start Source

Then how do you store information that needs to be passed across
optimization passes -- you can not possibly dump all of them into the
core IR. In fact, anything that is derived from (via analysis) but not
part of the core IR need to worry about update and maintenance. In
current GIMPLE, we can find many such instances -- DU chains, Memory
SSA, control flow information, as well as flags like visited,
no_warning, PLF (?), etc. Have a unified way of representing them is a
good thing so that 1) make the IR lean and mean; 2) avoid too many
different side data structures.  The important thing is to have a good
verifier to catch insanity and inconsistency of the annotation after
each pass.

Thanks,

David


>
>> Similarly (not related to this discussion), LoopInfo structure can be
>> introduced to annotate loop back edge jumps to allow FE to pass useful
>> information at loop level. For floating pointer operations, things
>> like the precision constraint, sensitivity to floating environment etc
>> can be recorded in FPInfo.
>
> Yes, the idea is to keep the loop structures live throughout the whole
> compilation. ?Just somebody needs to do the last 1% of work.
>
> Richard.
>
>> T
>>
>>
>>>>> Restricting ourselves to use the existing target attribute at the
>>>>> beginning (with a single, compiler-generated selector function)

end Source
start Input for this task

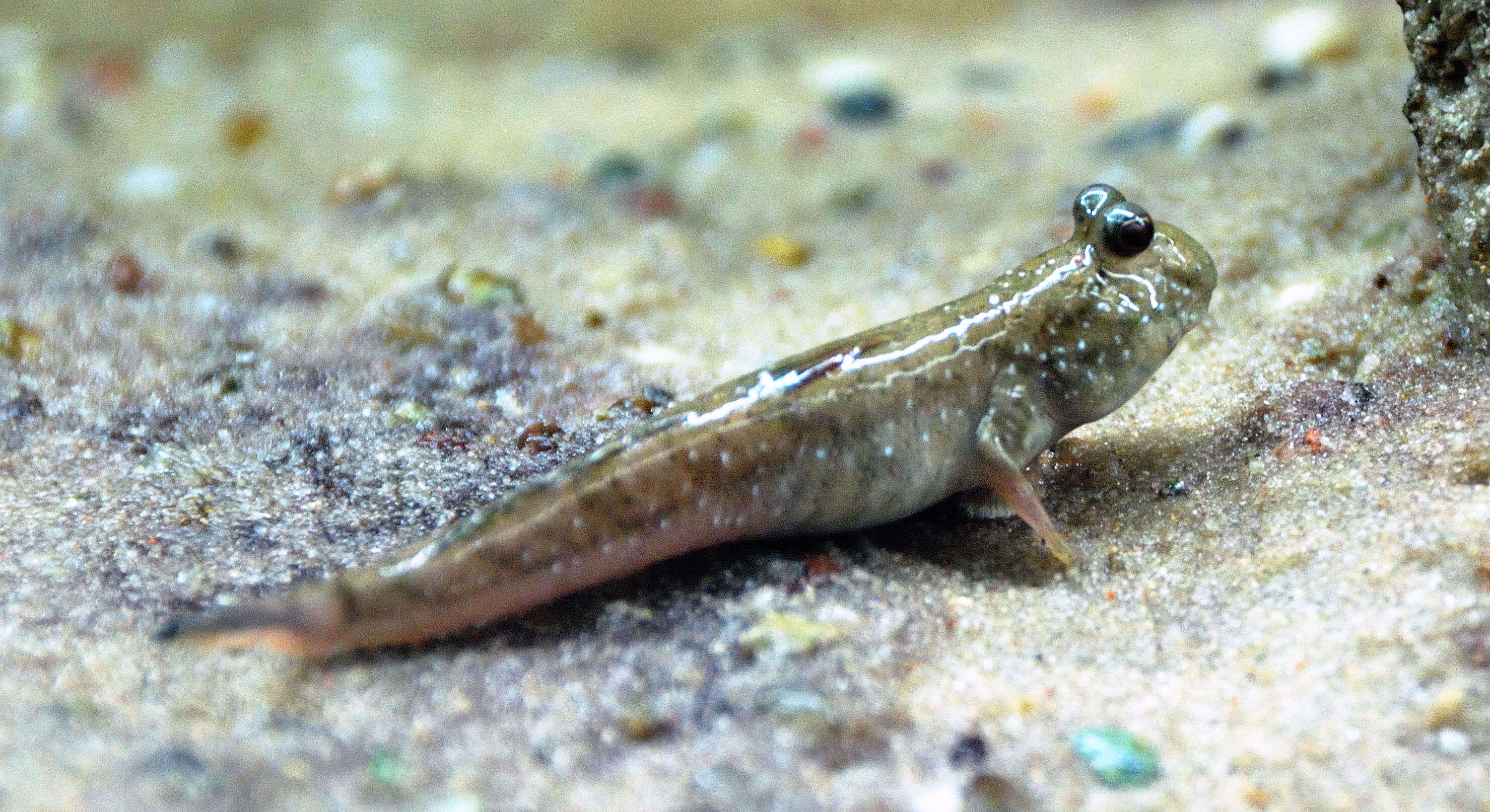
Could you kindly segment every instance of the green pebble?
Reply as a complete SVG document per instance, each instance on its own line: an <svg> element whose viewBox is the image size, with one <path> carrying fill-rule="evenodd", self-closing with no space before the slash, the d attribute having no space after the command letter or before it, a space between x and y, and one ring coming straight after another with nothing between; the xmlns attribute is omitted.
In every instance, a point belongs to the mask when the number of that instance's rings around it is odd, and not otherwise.
<svg viewBox="0 0 1490 812"><path fill-rule="evenodd" d="M1147 787L1164 772L1153 745L1123 727L1088 727L1071 738L1071 749L1115 790Z"/></svg>
<svg viewBox="0 0 1490 812"><path fill-rule="evenodd" d="M879 189L875 183L861 180L833 189L828 195L828 206L839 212L863 212L875 203L876 197L879 197Z"/></svg>
<svg viewBox="0 0 1490 812"><path fill-rule="evenodd" d="M1304 361L1310 364L1319 364L1329 358L1329 347L1319 338L1305 338L1299 349L1304 350Z"/></svg>
<svg viewBox="0 0 1490 812"><path fill-rule="evenodd" d="M752 656L796 657L811 654L837 636L836 626L787 612L766 612L760 623L741 635L741 648Z"/></svg>
<svg viewBox="0 0 1490 812"><path fill-rule="evenodd" d="M404 784L404 766L398 763L398 755L389 749L372 752L368 760L368 776L378 784L399 787Z"/></svg>
<svg viewBox="0 0 1490 812"><path fill-rule="evenodd" d="M1377 226L1371 234L1366 234L1365 238L1360 240L1360 247L1366 250L1386 247L1387 243L1404 231L1407 231L1407 219L1393 218Z"/></svg>
<svg viewBox="0 0 1490 812"><path fill-rule="evenodd" d="M523 304L523 289L516 279L469 265L446 268L440 276L440 292L453 304L471 307L496 308Z"/></svg>
<svg viewBox="0 0 1490 812"><path fill-rule="evenodd" d="M404 401L393 407L392 416L395 420L402 420L404 423L417 423L425 417L429 417L431 408L425 404L414 401Z"/></svg>

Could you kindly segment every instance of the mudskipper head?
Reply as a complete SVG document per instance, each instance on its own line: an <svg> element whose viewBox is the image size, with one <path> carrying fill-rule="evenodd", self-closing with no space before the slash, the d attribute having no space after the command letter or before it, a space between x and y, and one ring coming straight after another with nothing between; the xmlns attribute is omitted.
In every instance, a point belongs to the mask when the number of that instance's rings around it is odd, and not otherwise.
<svg viewBox="0 0 1490 812"><path fill-rule="evenodd" d="M1071 241L1058 250L1077 268L1043 326L1056 337L1046 396L1077 426L1128 401L1205 316L1216 265L1189 234L1106 183L1082 189L1073 216Z"/></svg>

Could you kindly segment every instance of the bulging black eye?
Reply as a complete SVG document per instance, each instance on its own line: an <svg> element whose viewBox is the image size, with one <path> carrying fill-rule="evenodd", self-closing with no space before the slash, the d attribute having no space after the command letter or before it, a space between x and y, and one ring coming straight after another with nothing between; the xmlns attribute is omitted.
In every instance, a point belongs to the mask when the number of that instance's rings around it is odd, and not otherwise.
<svg viewBox="0 0 1490 812"><path fill-rule="evenodd" d="M1103 206L1120 200L1125 198L1118 189L1109 186L1107 183L1092 183L1076 195L1076 203L1071 204L1071 216L1076 218L1077 223L1080 223L1088 218L1095 218L1097 212L1101 212Z"/></svg>
<svg viewBox="0 0 1490 812"><path fill-rule="evenodd" d="M1118 203L1103 215L1103 244L1118 256L1143 253L1153 241L1153 218L1141 206Z"/></svg>

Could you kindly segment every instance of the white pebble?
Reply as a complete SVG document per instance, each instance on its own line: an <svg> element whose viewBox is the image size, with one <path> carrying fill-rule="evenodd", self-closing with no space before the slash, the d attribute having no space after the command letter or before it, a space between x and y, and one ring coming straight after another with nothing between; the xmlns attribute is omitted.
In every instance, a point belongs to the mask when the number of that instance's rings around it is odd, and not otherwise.
<svg viewBox="0 0 1490 812"><path fill-rule="evenodd" d="M812 66L808 80L824 95L882 86L885 72L869 60L833 60Z"/></svg>
<svg viewBox="0 0 1490 812"><path fill-rule="evenodd" d="M481 812L481 799L475 796L446 796L429 802L428 812Z"/></svg>
<svg viewBox="0 0 1490 812"><path fill-rule="evenodd" d="M134 167L115 185L115 194L127 203L168 200L182 191L180 173L164 164Z"/></svg>
<svg viewBox="0 0 1490 812"><path fill-rule="evenodd" d="M1469 736L1463 730L1445 727L1438 732L1438 749L1444 755L1465 755L1469 752Z"/></svg>
<svg viewBox="0 0 1490 812"><path fill-rule="evenodd" d="M1272 19L1262 31L1262 58L1269 67L1296 70L1342 60L1356 51L1356 31L1337 10L1302 6Z"/></svg>
<svg viewBox="0 0 1490 812"><path fill-rule="evenodd" d="M1301 282L1298 285L1289 285L1278 294L1278 307L1292 307L1301 301L1308 301L1319 295L1317 282Z"/></svg>
<svg viewBox="0 0 1490 812"><path fill-rule="evenodd" d="M1223 104L1211 104L1191 116L1180 136L1176 139L1176 149L1180 155L1199 155L1204 150L1225 146L1228 140L1235 140L1243 133L1241 119Z"/></svg>

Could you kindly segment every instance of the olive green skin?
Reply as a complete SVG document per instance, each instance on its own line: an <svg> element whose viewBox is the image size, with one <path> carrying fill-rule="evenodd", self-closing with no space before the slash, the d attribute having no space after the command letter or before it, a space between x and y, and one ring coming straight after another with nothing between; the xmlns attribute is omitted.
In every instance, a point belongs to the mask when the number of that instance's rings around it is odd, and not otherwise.
<svg viewBox="0 0 1490 812"><path fill-rule="evenodd" d="M867 527L977 486L1053 541L1022 468L1128 401L1216 286L1173 225L1115 250L1107 215L1143 237L1135 213L1089 186L1070 240L977 292L676 402L387 563L162 636L305 654L417 642L688 550Z"/></svg>

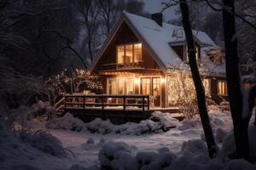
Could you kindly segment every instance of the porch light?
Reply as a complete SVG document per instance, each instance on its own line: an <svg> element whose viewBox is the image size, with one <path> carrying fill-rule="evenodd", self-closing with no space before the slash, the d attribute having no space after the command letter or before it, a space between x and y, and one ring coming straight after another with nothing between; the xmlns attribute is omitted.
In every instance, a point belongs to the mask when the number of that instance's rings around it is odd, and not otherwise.
<svg viewBox="0 0 256 170"><path fill-rule="evenodd" d="M139 85L141 83L141 80L138 77L134 78L134 82L136 85Z"/></svg>
<svg viewBox="0 0 256 170"><path fill-rule="evenodd" d="M165 77L161 77L161 83L164 84L166 82L166 79Z"/></svg>

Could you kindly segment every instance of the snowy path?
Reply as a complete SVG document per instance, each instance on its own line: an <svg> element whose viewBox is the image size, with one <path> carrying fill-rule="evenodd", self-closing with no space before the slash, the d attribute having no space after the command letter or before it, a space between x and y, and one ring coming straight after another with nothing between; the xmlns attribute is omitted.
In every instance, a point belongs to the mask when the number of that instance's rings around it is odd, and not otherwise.
<svg viewBox="0 0 256 170"><path fill-rule="evenodd" d="M65 130L49 130L52 135L60 139L64 147L72 150L85 167L98 164L98 152L102 146L101 140L105 142L125 142L131 146L131 151L156 151L166 147L172 152L178 152L184 141L200 139L201 129L194 128L188 132L172 129L166 133L146 135L120 135L120 134L98 134L90 133L73 132ZM87 144L92 139L94 144Z"/></svg>

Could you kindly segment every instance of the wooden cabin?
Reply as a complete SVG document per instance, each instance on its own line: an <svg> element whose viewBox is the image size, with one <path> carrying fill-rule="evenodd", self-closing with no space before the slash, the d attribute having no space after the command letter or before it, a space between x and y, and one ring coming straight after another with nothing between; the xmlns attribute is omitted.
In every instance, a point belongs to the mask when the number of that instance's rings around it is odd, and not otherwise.
<svg viewBox="0 0 256 170"><path fill-rule="evenodd" d="M207 71L203 75L205 88L219 103L227 98L224 60L216 62L206 57L203 49L216 48L216 44L205 32L193 32L198 62ZM188 69L186 51L183 27L162 22L161 14L148 19L124 13L89 71L102 78L105 94L148 94L154 107L168 108L175 105L175 94L170 92L167 82L175 71ZM109 98L108 102L122 101Z"/></svg>

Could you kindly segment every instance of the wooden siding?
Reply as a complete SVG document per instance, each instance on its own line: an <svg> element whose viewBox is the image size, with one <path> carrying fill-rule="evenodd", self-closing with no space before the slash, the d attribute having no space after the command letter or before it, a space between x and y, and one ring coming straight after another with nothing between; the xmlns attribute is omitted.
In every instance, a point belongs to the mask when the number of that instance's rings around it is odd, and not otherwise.
<svg viewBox="0 0 256 170"><path fill-rule="evenodd" d="M214 100L217 104L219 104L222 101L221 97L224 99L229 100L228 96L221 96L218 95L218 81L226 81L225 77L221 76L210 76L211 79L211 96L212 99Z"/></svg>

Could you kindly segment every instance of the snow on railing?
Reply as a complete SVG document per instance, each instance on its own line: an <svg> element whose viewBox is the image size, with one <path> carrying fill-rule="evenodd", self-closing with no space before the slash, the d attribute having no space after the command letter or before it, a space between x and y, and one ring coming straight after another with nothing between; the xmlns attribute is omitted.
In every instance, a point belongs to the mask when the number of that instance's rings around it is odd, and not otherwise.
<svg viewBox="0 0 256 170"><path fill-rule="evenodd" d="M109 99L116 99L115 102ZM149 110L149 95L139 94L66 94L64 96L64 109L88 109L98 107L102 110L106 106L139 107L143 111Z"/></svg>

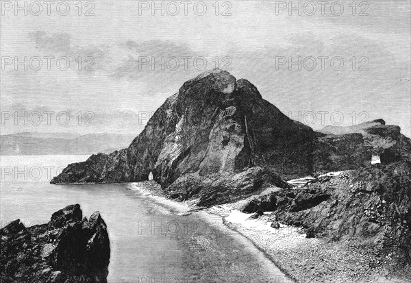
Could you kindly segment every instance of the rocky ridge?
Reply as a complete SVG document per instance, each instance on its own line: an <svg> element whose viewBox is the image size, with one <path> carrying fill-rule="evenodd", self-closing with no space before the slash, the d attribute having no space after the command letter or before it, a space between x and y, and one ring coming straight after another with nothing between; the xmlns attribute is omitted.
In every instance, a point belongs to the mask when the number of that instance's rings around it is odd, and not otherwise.
<svg viewBox="0 0 411 283"><path fill-rule="evenodd" d="M210 206L287 188L281 178L361 168L375 154L383 163L411 156L410 139L382 120L336 131L314 132L247 79L214 69L169 97L128 148L69 164L51 183L141 182L152 172L169 196Z"/></svg>
<svg viewBox="0 0 411 283"><path fill-rule="evenodd" d="M82 218L78 204L42 225L17 219L0 230L1 282L106 283L110 241L98 212Z"/></svg>

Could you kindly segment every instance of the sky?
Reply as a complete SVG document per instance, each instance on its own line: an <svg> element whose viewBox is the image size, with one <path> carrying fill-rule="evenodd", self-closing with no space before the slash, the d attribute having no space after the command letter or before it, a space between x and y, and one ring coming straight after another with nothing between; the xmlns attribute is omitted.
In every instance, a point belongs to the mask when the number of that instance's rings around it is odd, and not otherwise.
<svg viewBox="0 0 411 283"><path fill-rule="evenodd" d="M218 66L314 130L382 118L411 136L409 1L17 3L0 1L1 134L137 135Z"/></svg>

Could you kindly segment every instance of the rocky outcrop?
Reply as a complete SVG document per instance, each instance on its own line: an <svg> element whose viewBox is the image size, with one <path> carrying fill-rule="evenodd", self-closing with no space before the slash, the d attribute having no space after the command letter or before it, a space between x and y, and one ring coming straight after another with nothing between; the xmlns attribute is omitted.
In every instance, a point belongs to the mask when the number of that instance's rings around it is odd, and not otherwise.
<svg viewBox="0 0 411 283"><path fill-rule="evenodd" d="M163 188L193 175L205 181L202 188L210 180L219 188L222 176L247 192L257 190L267 184L262 179L273 174L308 173L306 148L314 138L311 128L262 99L249 82L215 69L184 83L128 149L70 164L51 183L139 182L152 172ZM239 184L241 173L251 183ZM172 188L166 191L175 194ZM180 193L182 197L191 194Z"/></svg>
<svg viewBox="0 0 411 283"><path fill-rule="evenodd" d="M410 156L409 139L383 122L342 135L316 133L264 100L247 80L214 69L169 97L127 149L69 164L51 183L140 182L152 172L173 197L230 201L286 187L274 175L288 180L358 169L375 153L386 163Z"/></svg>
<svg viewBox="0 0 411 283"><path fill-rule="evenodd" d="M87 220L71 205L47 224L26 227L17 219L0 236L1 282L107 282L110 242L98 212Z"/></svg>
<svg viewBox="0 0 411 283"><path fill-rule="evenodd" d="M306 228L311 236L344 241L379 258L371 265L411 276L410 160L321 177L301 188L254 198L242 211L261 209L273 211L280 223Z"/></svg>

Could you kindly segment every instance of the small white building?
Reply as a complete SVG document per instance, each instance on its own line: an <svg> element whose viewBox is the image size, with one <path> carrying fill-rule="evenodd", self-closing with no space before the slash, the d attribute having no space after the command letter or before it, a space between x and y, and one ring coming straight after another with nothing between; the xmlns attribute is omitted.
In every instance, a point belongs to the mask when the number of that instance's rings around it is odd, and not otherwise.
<svg viewBox="0 0 411 283"><path fill-rule="evenodd" d="M373 156L371 156L371 164L379 163L381 163L381 160L379 159L379 154L373 154Z"/></svg>

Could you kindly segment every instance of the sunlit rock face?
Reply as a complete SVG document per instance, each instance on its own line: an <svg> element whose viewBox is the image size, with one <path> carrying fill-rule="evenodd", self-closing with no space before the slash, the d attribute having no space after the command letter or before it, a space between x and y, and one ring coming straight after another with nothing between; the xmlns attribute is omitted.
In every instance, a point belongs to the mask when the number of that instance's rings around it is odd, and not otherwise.
<svg viewBox="0 0 411 283"><path fill-rule="evenodd" d="M251 193L269 186L272 174L291 179L359 168L370 164L376 151L382 162L390 157L395 161L407 142L388 127L377 121L359 130L316 133L264 100L247 79L214 69L186 82L169 97L127 149L70 164L51 183L139 182L152 173L166 193L184 198L208 195L207 190L217 193L210 180L228 184L248 172L248 180L253 181L246 190ZM188 193L184 187L194 179L197 188ZM182 187L178 193L171 186L175 182ZM228 191L229 186L216 187Z"/></svg>

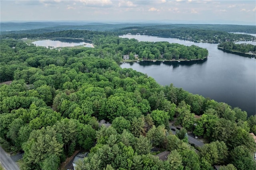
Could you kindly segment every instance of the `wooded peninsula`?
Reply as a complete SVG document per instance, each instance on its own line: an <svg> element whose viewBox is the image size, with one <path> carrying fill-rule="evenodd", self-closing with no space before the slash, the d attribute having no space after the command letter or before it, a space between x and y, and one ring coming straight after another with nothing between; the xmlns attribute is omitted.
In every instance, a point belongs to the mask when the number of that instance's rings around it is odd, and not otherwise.
<svg viewBox="0 0 256 170"><path fill-rule="evenodd" d="M10 81L0 86L1 146L24 151L22 169L57 170L80 150L89 154L76 170L254 169L256 115L161 86L118 64L125 55L203 59L206 49L118 35L70 30L1 36L0 80ZM25 37L82 38L94 47L47 48L13 39ZM100 126L102 120L106 126ZM171 122L180 128L176 134ZM190 144L192 132L205 144ZM156 156L165 151L165 160Z"/></svg>

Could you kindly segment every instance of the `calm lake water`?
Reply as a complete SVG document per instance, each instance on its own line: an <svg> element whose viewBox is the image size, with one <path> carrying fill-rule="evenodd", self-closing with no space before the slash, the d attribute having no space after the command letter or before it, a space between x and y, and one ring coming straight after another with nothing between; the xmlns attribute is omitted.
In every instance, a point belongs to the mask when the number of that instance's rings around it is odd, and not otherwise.
<svg viewBox="0 0 256 170"><path fill-rule="evenodd" d="M49 46L56 48L57 47L74 47L82 45L86 47L93 47L92 44L89 42L86 42L83 40L71 40L66 38L37 41L33 42L32 43L36 45L43 46L47 47Z"/></svg>
<svg viewBox="0 0 256 170"><path fill-rule="evenodd" d="M209 57L204 60L184 61L143 61L126 63L122 68L131 68L146 73L160 84L173 83L194 94L238 107L248 115L256 113L256 59L218 49L217 44L194 43L174 38L125 35L122 38L140 41L168 42L206 48ZM253 44L255 42L246 42Z"/></svg>

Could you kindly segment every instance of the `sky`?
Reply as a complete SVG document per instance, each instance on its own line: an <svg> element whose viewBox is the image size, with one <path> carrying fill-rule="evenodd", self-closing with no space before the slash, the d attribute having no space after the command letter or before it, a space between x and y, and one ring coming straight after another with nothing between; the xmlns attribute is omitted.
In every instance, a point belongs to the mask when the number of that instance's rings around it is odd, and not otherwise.
<svg viewBox="0 0 256 170"><path fill-rule="evenodd" d="M1 22L84 21L256 25L255 0L8 0Z"/></svg>

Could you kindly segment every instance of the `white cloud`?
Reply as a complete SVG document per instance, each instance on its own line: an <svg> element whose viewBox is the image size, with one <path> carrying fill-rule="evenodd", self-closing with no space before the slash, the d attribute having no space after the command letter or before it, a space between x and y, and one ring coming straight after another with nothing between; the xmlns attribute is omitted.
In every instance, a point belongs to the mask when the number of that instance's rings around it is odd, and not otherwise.
<svg viewBox="0 0 256 170"><path fill-rule="evenodd" d="M152 8L151 8L149 9L148 9L148 11L151 11L151 12L152 12L152 11L157 11L158 12L160 11L160 10L158 10L158 9L156 8L155 8L152 7Z"/></svg>
<svg viewBox="0 0 256 170"><path fill-rule="evenodd" d="M76 8L73 6L71 6L69 5L68 5L68 8L67 10L75 10Z"/></svg>
<svg viewBox="0 0 256 170"><path fill-rule="evenodd" d="M112 6L110 0L79 0L83 4L92 7L110 7Z"/></svg>
<svg viewBox="0 0 256 170"><path fill-rule="evenodd" d="M252 9L252 11L255 11L255 8L253 9ZM246 9L244 8L243 8L242 10L241 10L240 11L242 11L242 12L250 12L250 11L251 11L251 10L246 10Z"/></svg>
<svg viewBox="0 0 256 170"><path fill-rule="evenodd" d="M230 5L228 8L233 8L236 7L236 4L234 4L234 5Z"/></svg>
<svg viewBox="0 0 256 170"><path fill-rule="evenodd" d="M174 12L177 13L180 12L180 10L179 10L179 8L178 8L177 7L174 8L169 8L168 9L168 10L169 11L172 11L172 12Z"/></svg>
<svg viewBox="0 0 256 170"><path fill-rule="evenodd" d="M137 5L133 4L132 1L121 1L118 4L119 7L136 7Z"/></svg>
<svg viewBox="0 0 256 170"><path fill-rule="evenodd" d="M191 10L191 13L192 14L197 14L198 12L196 11L194 9L192 9L192 10Z"/></svg>

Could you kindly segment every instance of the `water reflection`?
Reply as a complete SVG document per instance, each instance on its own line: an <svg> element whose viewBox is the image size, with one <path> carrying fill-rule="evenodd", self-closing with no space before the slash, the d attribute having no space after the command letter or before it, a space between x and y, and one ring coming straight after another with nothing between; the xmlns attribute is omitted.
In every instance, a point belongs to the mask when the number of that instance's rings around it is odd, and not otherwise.
<svg viewBox="0 0 256 170"><path fill-rule="evenodd" d="M83 40L80 39L70 39L68 38L56 38L54 40L45 40L37 41L32 42L38 46L45 47L74 47L83 45L86 47L93 47L92 42L89 40Z"/></svg>
<svg viewBox="0 0 256 170"><path fill-rule="evenodd" d="M256 59L224 52L217 44L195 43L173 38L145 36L126 35L139 41L165 41L186 45L195 45L206 48L209 57L203 60L153 62L122 64L153 77L163 85L172 83L194 94L238 107L248 115L256 113ZM255 42L246 42L253 44Z"/></svg>

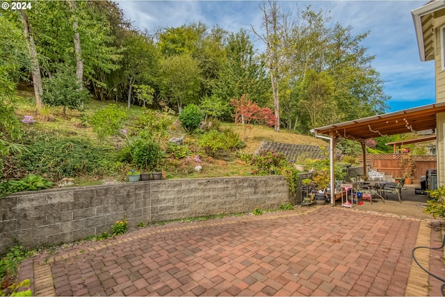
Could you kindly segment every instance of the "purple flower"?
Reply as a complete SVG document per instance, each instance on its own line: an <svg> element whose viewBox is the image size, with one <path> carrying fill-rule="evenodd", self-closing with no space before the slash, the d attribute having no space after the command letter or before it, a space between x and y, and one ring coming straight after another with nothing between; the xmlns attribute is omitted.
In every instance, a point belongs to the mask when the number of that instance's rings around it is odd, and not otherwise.
<svg viewBox="0 0 445 297"><path fill-rule="evenodd" d="M195 159L195 161L196 163L201 163L201 159L200 159L200 156L199 155L195 155L195 156L193 156L193 159Z"/></svg>
<svg viewBox="0 0 445 297"><path fill-rule="evenodd" d="M34 118L32 115L24 115L21 122L24 124L32 124L35 122L33 118Z"/></svg>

end Input for this task

[What to work on]:
**A)** In the records, change "mudskipper head" to "mudskipper tail" from the line with "Could you kindly segment every instance of the mudskipper" up to and including the line with "241L1058 250L1077 268L1043", and give back only those lines with all else unchanged.
**B)** Carry the mailing-list thread on annotating the compiler's intermediate representation forward from its last line.

[Responses in order]:
**A)**
Could you kindly segment every instance of the mudskipper tail?
Reply as a complete SVG document per instance, each instance on its own line: an <svg> element whose viewBox is the image size, with one <path> carrying fill-rule="evenodd", self-closing with no space before the slash, the d attribute having no space after the command letter or before it, a space between x and y, and one ring coming straight after another with nothing between; the xmlns attribute is omitted.
In every instance, a point belongs to the mask when the number of that instance's rings around it is odd, and not otherwise.
<svg viewBox="0 0 1490 812"><path fill-rule="evenodd" d="M1071 241L1058 250L1077 268L1043 326L1056 337L1046 396L1077 426L1128 401L1205 316L1216 265L1189 234L1106 183L1082 189L1073 216Z"/></svg>

**B)**
>>>>> is probably good enough to get a prototype up and running.
>>>>> Extending it to arbitrary selector-function, value pairs using a
>>>>> new attribute is then probably easy (I don't see the exact use-case
>>>>> for that yet, but I suppose it exists if you say so).
>>>>
>>>> For the use cases, CPU model will be looked at instead of just the
>>>> core architecture -- this will give use more information about the
>>>> numbrer of cores, size of caches etc. Intel's runtime library does
>>>> this checkiing at start up time so that the multi-versioned code can
>>>> look at those and make the appropriate decisions.
>>>>
>>>> It will be even more complicated for arm processors -- which can have
>>>> the same processor cores but configured differently w.r.t VFP, NEON
>>>> etc.
>>>
>>> Ah, indeed. ?I hadn't thought about the tuning for different variants
>>> as opposed to enabling HW features. ?So the interface for overloading
>>> would be sth like
>>>
>>> enum X { Foo = 0, Bar = 5 };
>>>
>>> enum X select () { return Bar; }
>>>
>>> void foo (void) __attribute__((dispatch(select, Bar)));
>>>
>>
>> Yes, for overloading -- something like this looks good.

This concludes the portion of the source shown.